[Point annotation dataset records]
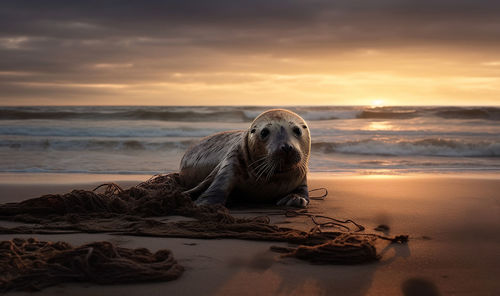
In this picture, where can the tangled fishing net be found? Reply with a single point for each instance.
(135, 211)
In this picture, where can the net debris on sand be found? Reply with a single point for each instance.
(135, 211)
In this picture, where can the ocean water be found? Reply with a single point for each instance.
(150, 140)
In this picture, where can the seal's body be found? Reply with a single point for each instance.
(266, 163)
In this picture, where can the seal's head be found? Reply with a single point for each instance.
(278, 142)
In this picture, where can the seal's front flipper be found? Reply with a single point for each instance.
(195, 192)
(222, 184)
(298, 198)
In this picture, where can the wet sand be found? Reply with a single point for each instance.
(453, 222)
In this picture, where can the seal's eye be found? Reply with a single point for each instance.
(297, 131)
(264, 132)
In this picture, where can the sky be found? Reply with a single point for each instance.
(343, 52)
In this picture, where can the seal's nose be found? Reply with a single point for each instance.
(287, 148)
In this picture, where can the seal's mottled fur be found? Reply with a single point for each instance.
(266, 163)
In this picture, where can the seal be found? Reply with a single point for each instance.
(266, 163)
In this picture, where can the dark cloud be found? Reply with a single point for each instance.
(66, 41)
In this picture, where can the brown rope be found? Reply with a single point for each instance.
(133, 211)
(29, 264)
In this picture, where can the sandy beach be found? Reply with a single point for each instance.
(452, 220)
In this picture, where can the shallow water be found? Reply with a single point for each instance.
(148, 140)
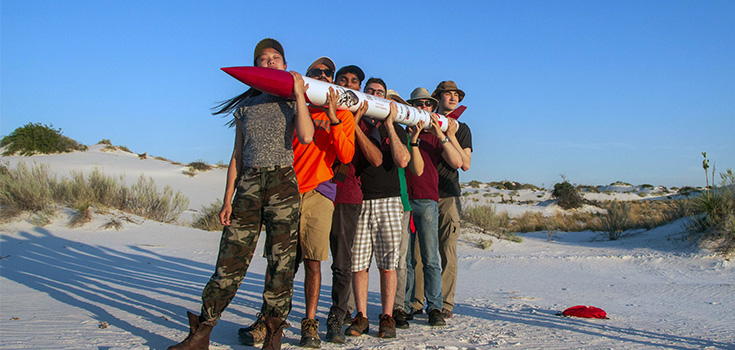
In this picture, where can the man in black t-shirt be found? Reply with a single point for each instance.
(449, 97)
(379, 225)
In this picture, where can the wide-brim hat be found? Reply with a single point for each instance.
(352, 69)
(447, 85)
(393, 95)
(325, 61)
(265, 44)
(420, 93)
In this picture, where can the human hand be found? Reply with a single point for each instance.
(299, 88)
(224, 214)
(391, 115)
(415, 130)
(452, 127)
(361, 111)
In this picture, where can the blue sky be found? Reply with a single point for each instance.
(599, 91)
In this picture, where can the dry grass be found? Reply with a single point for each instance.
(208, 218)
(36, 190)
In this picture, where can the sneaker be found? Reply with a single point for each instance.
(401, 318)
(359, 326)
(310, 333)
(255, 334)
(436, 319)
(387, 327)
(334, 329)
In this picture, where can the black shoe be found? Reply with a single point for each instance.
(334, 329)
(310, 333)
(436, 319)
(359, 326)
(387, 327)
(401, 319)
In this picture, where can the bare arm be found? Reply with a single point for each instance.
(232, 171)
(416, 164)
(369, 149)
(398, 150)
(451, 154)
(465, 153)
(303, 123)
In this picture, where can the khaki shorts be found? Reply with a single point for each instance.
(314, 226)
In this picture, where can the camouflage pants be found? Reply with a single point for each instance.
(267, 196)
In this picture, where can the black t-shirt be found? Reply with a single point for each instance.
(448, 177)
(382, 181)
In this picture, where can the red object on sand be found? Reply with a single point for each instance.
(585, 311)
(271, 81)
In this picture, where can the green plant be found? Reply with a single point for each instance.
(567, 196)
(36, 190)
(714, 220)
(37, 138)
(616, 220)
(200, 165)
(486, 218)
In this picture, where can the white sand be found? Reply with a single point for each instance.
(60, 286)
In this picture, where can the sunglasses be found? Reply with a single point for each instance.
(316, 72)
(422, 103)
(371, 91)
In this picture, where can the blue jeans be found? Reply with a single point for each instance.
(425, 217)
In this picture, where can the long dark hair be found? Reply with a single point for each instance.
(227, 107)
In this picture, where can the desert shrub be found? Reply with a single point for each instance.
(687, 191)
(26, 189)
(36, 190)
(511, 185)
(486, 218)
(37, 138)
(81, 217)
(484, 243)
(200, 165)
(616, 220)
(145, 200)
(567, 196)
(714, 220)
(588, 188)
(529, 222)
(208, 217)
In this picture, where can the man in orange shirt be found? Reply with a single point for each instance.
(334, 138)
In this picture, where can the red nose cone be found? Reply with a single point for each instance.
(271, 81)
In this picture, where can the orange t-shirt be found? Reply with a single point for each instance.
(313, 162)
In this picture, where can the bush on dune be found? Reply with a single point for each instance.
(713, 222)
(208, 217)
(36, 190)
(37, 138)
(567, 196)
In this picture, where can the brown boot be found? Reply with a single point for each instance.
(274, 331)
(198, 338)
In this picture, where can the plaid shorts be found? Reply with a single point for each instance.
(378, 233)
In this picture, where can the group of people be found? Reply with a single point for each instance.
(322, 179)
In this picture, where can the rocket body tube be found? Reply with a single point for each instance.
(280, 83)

Problem details:
Repeat the lines from the one containing "In this picture, where can the man in orange" through the end of the listing, exactly and without any other lines; both ends are included.

Result of this exercise:
In this picture, where can the man in orange shirt be found? Reply with a single point for each instance.
(334, 138)
In this picture, where can the red nose cone be found? Reply with a single point for each instance.
(271, 81)
In this picture, where can the orange t-shirt be found? Reply with a single point for each instance.
(313, 162)
In this picture, where can the bush on dune be found? Reply with a single point for each instance.
(713, 222)
(208, 217)
(36, 190)
(37, 138)
(567, 196)
In this picture, where can the brown boot be found? Reply with a single point for each instance.
(274, 331)
(198, 338)
In this picture, where can the plaid shorts be found? Reply with a single point for each instance.
(378, 233)
In this picture, where can the group of people be found? Reply with a single point for each instance.
(322, 179)
In this picture, where can the rocket body tube be found? Reply with a single point for each instance.
(280, 83)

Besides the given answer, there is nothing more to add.